══ SELECTION
The Genius of Family

click to enlarge ROY GUMPEL
  • Roy Gumpel

Joseph Luzzi is handy with chopsticks. The Italian Studies professor and author of My Two Italies (Farrar, Straus and Giroux, 2014) suggested meeting at Murray's, a Tivoli eatery run by Bard graduates. When I arrive, Luzzi is standing outside, a bella figura in charcoal suit jacket, pale pink shirt, and faded jeans. The café is closed, so we go to Osaka, the Japanese restaurant next door. The incongruity of discussing a book that starts with "the smell of frittata" while eating sushi makes him smile. I spot a Band-Aid on his thumb, a homely touch that softens his dark-browed handsomeness.  

My Two Italies' title refers to the pull between the hardscrabble south of Luzzi's Calabrese heritage and the northern Italian Renaissance culture of his professional passions. ("I yearned for the Italy of Dante and Michelangelo, not the one of sharp cheese and salted anchovies," he writes.) 

There's also the dichotomy of Italian and Italian-American identities. The first child born in America after his parents and four older siblings immigrated, Luzzi can claim ties to both, though his preference is clear: "Dante described his quest for the elusive Italian language as the hunt for a fragrant panther that knew its way around the woods; Snooki in leopard print advertised her ethnic identity with decidedly less mystery."
════
GIVEN TASK A: Decide whether each statement agrees with the piece on Joseph Luzzi, answering yes or no and quoting the words of the piece that settle it: (i) Luzzi proposed meeting at Osaka. (ii) Luzzi was the first child born in America after his family immigrated. (iii) Luzzi has three older siblings.
GIVEN TASK B: Copy the passage of the piece on Joseph Luzzi starting at "The Genius of" and ending at "his dark-browed handsomeness.", word for word.
══ GIVEN MATERIAL
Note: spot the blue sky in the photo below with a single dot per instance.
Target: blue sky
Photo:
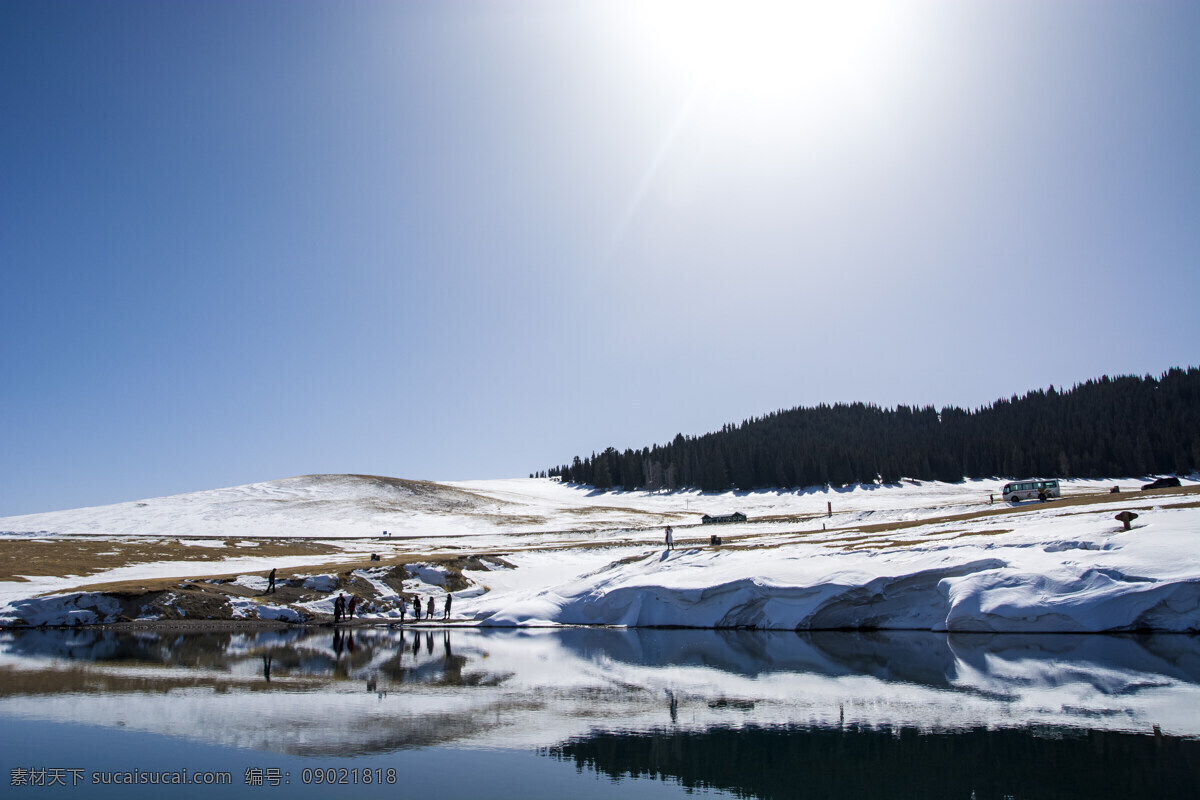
(461, 240)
════
FINAL RESULT A:
(i) No: "suggested meeting at Murray's, a Tivoli eatery run by Bard graduates."
(ii) Yes: "The first child born in America after his parents and four older siblings immigrated"
(iii) No: "his parents and four older siblings immigrated"

FINAL RESULT B:
The Genius of Family

click to enlarge ROY GUMPEL
  • Roy Gumpel

Joseph Luzzi is handy with chopsticks. The Italian Studies professor and author of My Two Italies (Farrar, Straus and Giroux, 2014) suggested meeting at Murray's, a Tivoli eatery run by Bard graduates. When I arrive, Luzzi is standing outside, a bella figura in charcoal suit jacket, pale pink shirt, and faded jeans. The café is closed, so we go to Osaka, the Japanese restaurant next door. The incongruity of discussing a book that starts with "the smell of frittata" while eating sushi makes him smile. I spot a Band-Aid on his thumb, a homely touch that softens his dark-browed handsomeness.